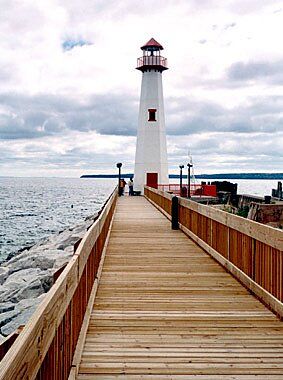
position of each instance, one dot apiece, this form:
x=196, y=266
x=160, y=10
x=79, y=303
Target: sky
x=69, y=91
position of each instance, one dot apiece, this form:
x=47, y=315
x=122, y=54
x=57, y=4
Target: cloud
x=241, y=71
x=71, y=44
x=45, y=115
x=65, y=105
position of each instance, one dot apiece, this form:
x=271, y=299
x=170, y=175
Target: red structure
x=197, y=190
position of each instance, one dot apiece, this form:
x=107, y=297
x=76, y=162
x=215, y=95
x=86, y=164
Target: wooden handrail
x=45, y=347
x=251, y=251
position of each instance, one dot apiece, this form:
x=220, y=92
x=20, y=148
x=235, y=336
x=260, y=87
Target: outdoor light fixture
x=119, y=165
x=189, y=165
x=181, y=178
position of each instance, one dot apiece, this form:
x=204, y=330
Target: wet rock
x=4, y=272
x=7, y=317
x=25, y=311
x=26, y=276
x=6, y=306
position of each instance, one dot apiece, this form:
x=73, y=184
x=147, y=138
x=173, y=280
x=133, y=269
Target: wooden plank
x=166, y=309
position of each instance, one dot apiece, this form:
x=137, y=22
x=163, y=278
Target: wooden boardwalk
x=166, y=310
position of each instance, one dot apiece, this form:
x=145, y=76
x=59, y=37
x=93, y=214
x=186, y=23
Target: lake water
x=34, y=208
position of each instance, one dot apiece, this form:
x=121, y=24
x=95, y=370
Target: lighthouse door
x=152, y=180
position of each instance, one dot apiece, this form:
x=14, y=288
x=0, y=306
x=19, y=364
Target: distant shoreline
x=224, y=176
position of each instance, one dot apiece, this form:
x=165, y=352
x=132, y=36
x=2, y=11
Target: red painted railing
x=195, y=189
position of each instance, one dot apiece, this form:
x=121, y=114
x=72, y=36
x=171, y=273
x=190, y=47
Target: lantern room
x=151, y=59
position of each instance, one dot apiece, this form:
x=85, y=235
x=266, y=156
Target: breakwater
x=28, y=275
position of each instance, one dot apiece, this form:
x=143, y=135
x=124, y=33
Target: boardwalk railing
x=251, y=251
x=45, y=348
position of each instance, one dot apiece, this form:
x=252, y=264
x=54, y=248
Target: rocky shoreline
x=25, y=277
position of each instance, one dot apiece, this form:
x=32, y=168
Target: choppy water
x=34, y=208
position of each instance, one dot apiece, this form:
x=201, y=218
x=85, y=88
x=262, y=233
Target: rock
x=23, y=276
x=21, y=319
x=3, y=274
x=6, y=306
x=70, y=241
x=26, y=276
x=46, y=282
x=8, y=316
x=31, y=262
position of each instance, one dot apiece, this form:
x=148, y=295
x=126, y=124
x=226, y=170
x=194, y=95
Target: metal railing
x=152, y=60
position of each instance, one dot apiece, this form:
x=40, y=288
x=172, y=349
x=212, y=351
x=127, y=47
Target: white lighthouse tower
x=151, y=166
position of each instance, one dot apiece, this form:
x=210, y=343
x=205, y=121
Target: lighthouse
x=151, y=166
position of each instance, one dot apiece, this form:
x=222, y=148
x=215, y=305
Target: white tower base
x=151, y=150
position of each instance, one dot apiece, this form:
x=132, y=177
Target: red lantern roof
x=152, y=43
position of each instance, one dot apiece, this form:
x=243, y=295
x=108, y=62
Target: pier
x=142, y=301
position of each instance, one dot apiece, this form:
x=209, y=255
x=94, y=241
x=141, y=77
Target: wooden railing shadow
x=49, y=345
x=250, y=251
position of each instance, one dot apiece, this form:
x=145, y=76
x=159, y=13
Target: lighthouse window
x=152, y=115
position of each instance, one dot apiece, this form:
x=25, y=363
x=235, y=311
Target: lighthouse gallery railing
x=251, y=251
x=152, y=60
x=45, y=348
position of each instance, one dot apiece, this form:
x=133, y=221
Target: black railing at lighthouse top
x=152, y=60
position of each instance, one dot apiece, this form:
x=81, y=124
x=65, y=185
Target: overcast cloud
x=69, y=93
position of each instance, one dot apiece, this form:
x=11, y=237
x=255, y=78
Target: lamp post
x=119, y=165
x=189, y=179
x=181, y=178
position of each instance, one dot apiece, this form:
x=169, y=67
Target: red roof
x=152, y=43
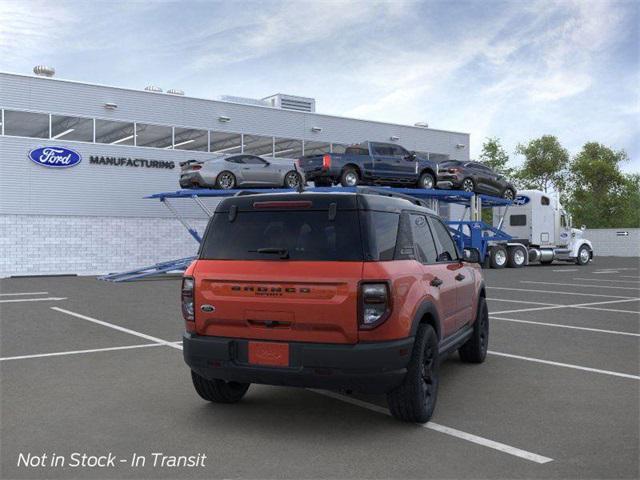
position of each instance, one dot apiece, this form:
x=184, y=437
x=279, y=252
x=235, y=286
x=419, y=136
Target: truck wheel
x=292, y=179
x=415, y=399
x=468, y=185
x=226, y=180
x=517, y=257
x=508, y=194
x=218, y=391
x=322, y=182
x=584, y=255
x=498, y=257
x=426, y=181
x=349, y=177
x=474, y=350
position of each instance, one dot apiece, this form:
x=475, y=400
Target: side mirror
x=471, y=255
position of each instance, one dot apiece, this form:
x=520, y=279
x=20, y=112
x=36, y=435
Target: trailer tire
x=517, y=257
x=584, y=255
x=498, y=256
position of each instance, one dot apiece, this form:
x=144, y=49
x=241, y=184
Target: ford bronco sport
x=344, y=291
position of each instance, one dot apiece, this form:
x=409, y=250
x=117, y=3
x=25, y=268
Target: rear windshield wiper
x=283, y=252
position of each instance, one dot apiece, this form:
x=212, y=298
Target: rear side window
x=302, y=234
x=518, y=220
x=447, y=251
x=425, y=248
x=382, y=234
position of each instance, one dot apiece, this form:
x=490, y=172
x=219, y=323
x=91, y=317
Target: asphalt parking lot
x=95, y=367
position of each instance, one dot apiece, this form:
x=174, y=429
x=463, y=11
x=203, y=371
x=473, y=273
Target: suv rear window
x=303, y=234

################

■ WHAT IS EXPECTED
Images are to be excluded, and each record above written out word for word.

■ TASK ANSWER
position of each instance, one dot apiece, this form:
x=196, y=266
x=160, y=10
x=79, y=303
Target: sky
x=69, y=91
position of each instance, one dot apiece, this form:
x=47, y=315
x=122, y=54
x=57, y=4
Target: cloud
x=241, y=71
x=71, y=44
x=45, y=115
x=65, y=105
position of each instance, one dot apiece, this form:
x=271, y=299
x=170, y=175
Target: red structure
x=197, y=190
position of each instance, one dot apiece, this form:
x=107, y=297
x=76, y=162
x=215, y=95
x=86, y=164
Target: wooden handrail
x=45, y=347
x=251, y=251
position of each instance, one dot apiece, this form:
x=220, y=92
x=20, y=148
x=235, y=336
x=260, y=87
Target: outdoor light fixture
x=119, y=165
x=189, y=165
x=181, y=178
position of each instance, one dot apiece, this form:
x=204, y=330
Target: wet rock
x=4, y=272
x=7, y=317
x=25, y=311
x=26, y=276
x=6, y=306
position of each instance, one dot apiece, this form:
x=73, y=184
x=147, y=138
x=173, y=280
x=133, y=269
Target: wooden plank
x=166, y=309
position of each instance, one dot apiece, this form:
x=137, y=22
x=163, y=278
Target: wooden boardwalk
x=166, y=310
position of each instance, one dot apiece, this form:
x=145, y=76
x=59, y=37
x=93, y=214
x=186, y=23
Target: lake water
x=34, y=208
position of each instance, one dot apiece, this form:
x=121, y=24
x=95, y=370
Target: lighthouse door
x=152, y=180
position of each instance, one dot apiece, this form:
x=14, y=288
x=0, y=306
x=19, y=364
Target: distant shoreline
x=224, y=176
position of each instance, one dot apiece, this form:
x=165, y=352
x=132, y=36
x=2, y=11
Target: red painted railing
x=195, y=189
position of each instance, one dot apiece, this form:
x=121, y=114
x=72, y=36
x=171, y=273
x=190, y=47
Target: lantern room
x=151, y=59
position of each instance, one dot apiece, this form:
x=85, y=235
x=266, y=156
Target: breakwater
x=28, y=275
position of each instance, one dot apiece, this form:
x=143, y=135
x=124, y=33
Target: boardwalk railing
x=251, y=251
x=45, y=348
position of each instance, one dot apiece, this form:
x=252, y=264
x=54, y=248
Target: rocky shoreline
x=25, y=277
position of each instance, one dot apiece, this form:
x=32, y=168
Target: choppy water
x=34, y=208
position of each instance, one dot apiece, this form:
x=201, y=218
x=85, y=88
x=262, y=233
Target: rock
x=23, y=276
x=21, y=319
x=3, y=274
x=6, y=306
x=70, y=241
x=26, y=276
x=46, y=282
x=8, y=316
x=31, y=262
position of each instance, one dot apiece, this form:
x=148, y=295
x=126, y=124
x=226, y=170
x=194, y=95
Target: metal railing
x=152, y=60
position of each instance, one dot apiece, this form:
x=40, y=288
x=172, y=349
x=212, y=351
x=127, y=47
Target: white lighthouse tower
x=151, y=166
position of each instance, one dot apiece, this form:
x=210, y=343
x=205, y=121
Target: lighthouse
x=151, y=166
position of each instance, one dot apiece, this form:
x=222, y=148
x=215, y=305
Target: white tower base
x=151, y=150
position of each instance, one dot apiece, this form:
x=132, y=177
Target: red lantern roof
x=152, y=43
position of each instance, one dot apiece, this form:
x=243, y=295
x=108, y=62
Target: pier
x=142, y=301
position of each instance, one dot apiece, this form:
x=209, y=255
x=94, y=241
x=141, y=77
Target: wooden railing shadow
x=49, y=345
x=250, y=251
position of each instance, one dot apiece, this form:
x=145, y=76
x=159, y=13
Target: lighthouse window
x=152, y=115
position of each instance, one dot apiece, this form:
x=25, y=363
x=235, y=311
Target: lighthouse gallery railing
x=251, y=251
x=152, y=60
x=45, y=348
position of each instance, one dot apiece, this form:
x=133, y=221
Target: black railing at lighthouse top
x=152, y=60
position of each instance, one dot apiece, this form:
x=81, y=124
x=65, y=185
Target: overcast cloud
x=69, y=93
position of each instance, one dot apiece, this form:
x=11, y=237
x=255, y=78
Target: lamp post
x=119, y=165
x=189, y=179
x=181, y=178
position of each instance, one dot apiece, this form:
x=169, y=67
Target: red roof
x=152, y=43
position of each instance, one dot apiece, this form:
x=184, y=437
x=279, y=252
x=235, y=286
x=419, y=136
Target: truck wheel
x=292, y=179
x=415, y=399
x=468, y=185
x=226, y=180
x=517, y=257
x=508, y=194
x=218, y=391
x=322, y=182
x=584, y=255
x=498, y=257
x=426, y=181
x=349, y=177
x=474, y=350
position of each instance, one dot apiece, this form:
x=475, y=400
Target: side mirror
x=471, y=255
position of each instance, one dot apiece, this form:
x=520, y=279
x=20, y=112
x=36, y=435
Target: trailer tire
x=517, y=257
x=584, y=255
x=498, y=256
position of each instance, one dot apiece, this form:
x=144, y=49
x=241, y=184
Target: ford bronco sport
x=344, y=291
position of each instance, one dot apiece, this form:
x=409, y=250
x=117, y=3
x=25, y=268
Target: rear windshield wiper
x=283, y=252
position of each instance, one dot apiece, this form:
x=212, y=298
Target: rear side window
x=302, y=234
x=518, y=220
x=447, y=251
x=425, y=248
x=382, y=234
position of each instance, one dot apiece, this form:
x=490, y=172
x=219, y=323
x=91, y=317
Target: asphalt parking lot
x=95, y=367
position of each instance, one dot apiece, this form:
x=174, y=429
x=463, y=11
x=203, y=371
x=473, y=273
Target: suv rear window
x=303, y=234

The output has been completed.